> [Exercise prompt]: Only the lines from the one containing "Locate every instance of the raised" through the end of the entries should be repeated, exactly as they appear, first and last included.

____ Listing

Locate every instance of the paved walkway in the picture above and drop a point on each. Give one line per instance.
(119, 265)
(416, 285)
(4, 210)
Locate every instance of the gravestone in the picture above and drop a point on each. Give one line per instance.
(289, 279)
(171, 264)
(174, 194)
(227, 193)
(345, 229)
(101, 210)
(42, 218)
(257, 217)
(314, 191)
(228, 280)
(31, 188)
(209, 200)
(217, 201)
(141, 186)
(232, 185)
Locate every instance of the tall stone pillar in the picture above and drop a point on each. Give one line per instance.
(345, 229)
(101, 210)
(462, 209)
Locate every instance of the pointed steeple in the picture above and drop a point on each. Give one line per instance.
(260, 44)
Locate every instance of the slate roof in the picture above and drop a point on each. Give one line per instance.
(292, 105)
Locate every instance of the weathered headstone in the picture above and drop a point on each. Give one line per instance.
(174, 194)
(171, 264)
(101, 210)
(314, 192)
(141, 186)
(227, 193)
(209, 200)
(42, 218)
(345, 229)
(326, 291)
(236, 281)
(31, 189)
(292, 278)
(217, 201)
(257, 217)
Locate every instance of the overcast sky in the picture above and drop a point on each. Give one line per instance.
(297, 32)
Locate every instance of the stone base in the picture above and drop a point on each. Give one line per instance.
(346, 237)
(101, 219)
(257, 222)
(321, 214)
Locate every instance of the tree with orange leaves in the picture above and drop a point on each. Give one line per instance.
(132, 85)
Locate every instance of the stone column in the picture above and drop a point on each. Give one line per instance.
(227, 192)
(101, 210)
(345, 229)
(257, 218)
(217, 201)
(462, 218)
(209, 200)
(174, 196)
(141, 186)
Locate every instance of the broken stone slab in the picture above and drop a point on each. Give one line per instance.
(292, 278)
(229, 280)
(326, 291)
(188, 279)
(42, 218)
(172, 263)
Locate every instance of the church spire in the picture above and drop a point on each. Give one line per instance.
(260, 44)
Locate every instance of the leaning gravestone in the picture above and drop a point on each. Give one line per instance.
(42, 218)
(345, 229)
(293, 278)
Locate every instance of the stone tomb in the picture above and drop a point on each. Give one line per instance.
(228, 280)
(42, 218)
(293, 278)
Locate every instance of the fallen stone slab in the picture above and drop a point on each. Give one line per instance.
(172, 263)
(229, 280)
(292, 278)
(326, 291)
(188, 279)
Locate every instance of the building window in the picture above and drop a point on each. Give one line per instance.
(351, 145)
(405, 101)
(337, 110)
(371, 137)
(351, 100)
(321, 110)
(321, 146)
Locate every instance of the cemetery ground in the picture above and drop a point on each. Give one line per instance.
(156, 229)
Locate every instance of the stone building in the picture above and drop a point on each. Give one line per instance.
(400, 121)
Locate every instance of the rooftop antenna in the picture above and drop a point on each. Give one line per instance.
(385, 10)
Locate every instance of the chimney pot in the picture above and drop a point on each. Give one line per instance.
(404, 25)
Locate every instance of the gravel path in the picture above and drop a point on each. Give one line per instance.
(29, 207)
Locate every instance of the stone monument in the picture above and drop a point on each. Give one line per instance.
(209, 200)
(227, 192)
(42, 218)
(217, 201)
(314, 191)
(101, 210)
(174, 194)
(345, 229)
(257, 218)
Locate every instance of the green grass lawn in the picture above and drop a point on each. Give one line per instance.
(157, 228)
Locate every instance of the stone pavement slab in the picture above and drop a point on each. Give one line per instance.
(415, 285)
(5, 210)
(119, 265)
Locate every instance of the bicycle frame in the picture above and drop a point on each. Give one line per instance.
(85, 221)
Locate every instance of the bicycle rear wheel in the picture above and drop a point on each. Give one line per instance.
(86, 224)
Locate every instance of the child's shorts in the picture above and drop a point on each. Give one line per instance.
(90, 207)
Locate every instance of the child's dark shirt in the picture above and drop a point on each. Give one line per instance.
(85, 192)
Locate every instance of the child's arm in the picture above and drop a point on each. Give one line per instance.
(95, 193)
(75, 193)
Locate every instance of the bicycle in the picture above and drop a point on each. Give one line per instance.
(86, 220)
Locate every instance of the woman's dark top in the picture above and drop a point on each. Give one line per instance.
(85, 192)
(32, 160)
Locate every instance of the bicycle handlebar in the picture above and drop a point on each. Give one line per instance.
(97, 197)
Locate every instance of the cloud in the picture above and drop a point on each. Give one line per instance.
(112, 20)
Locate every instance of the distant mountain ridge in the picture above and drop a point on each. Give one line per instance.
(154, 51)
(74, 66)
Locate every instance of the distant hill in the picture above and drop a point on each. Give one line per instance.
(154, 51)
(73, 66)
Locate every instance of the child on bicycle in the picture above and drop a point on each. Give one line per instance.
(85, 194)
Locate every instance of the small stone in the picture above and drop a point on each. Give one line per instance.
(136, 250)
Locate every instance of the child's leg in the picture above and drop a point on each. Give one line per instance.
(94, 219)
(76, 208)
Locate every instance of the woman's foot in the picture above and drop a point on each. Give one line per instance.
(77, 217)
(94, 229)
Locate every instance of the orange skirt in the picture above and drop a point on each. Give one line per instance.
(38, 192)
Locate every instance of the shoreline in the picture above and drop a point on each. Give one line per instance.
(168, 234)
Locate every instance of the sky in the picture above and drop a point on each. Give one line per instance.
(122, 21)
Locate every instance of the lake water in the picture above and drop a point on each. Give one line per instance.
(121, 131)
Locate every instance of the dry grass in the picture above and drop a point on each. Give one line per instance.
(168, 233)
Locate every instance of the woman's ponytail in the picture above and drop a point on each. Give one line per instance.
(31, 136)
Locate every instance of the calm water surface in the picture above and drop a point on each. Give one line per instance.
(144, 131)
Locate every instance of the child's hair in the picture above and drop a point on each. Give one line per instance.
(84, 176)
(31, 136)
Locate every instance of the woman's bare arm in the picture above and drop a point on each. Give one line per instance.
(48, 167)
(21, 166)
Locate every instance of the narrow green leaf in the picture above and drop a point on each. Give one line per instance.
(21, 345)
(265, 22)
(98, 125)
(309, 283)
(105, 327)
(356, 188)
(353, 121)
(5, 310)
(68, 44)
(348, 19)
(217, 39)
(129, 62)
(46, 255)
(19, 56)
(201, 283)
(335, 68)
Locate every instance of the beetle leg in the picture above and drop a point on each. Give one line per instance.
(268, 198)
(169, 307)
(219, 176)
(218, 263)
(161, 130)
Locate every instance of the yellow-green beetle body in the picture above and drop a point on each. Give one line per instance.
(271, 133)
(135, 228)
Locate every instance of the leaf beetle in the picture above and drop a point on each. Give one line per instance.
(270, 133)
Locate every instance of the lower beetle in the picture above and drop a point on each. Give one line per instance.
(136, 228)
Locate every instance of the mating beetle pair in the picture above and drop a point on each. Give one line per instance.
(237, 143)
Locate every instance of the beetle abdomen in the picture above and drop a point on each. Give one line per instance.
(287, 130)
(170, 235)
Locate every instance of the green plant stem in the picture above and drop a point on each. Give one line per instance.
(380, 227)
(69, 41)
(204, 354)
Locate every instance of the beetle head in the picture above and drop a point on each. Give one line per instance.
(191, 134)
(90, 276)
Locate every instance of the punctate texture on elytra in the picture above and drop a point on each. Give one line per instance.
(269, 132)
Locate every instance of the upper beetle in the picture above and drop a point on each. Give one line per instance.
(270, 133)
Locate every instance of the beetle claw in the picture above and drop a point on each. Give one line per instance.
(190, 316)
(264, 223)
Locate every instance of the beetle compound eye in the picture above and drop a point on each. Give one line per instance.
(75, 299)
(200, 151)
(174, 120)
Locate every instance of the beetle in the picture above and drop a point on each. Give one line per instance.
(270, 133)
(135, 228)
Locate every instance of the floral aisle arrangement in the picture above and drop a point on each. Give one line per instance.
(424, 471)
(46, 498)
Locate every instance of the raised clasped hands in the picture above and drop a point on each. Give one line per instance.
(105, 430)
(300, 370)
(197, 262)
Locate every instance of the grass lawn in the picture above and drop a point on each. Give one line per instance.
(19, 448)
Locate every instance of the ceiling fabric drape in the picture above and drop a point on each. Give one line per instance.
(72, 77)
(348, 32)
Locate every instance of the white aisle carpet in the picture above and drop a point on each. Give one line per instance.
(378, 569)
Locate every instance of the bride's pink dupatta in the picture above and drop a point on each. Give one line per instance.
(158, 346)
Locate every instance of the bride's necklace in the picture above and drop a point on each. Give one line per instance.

________

> [Result below]:
Locate every instance of the raised clasped hands in the picture above and drop a point on each. Give one line per instance.
(105, 430)
(300, 370)
(197, 262)
Locate every instance of the grass lawn in the picture above and drop a point on each. Give one line per instance.
(19, 448)
Locate every instance of the ceiling fabric drape in the picture above and drop a point on each. Give one line per instance.
(72, 77)
(348, 32)
Locate every instance of the white aisle carpet in the picture above and drop a point on each. Give one line per instance.
(378, 569)
Locate every instance of the bride's pink dupatta in the picture above and drop a point on each. Give one line per instance.
(158, 346)
Locate every instance of the bride's necklace in the picture above and drop a point on each. Give one line per instance.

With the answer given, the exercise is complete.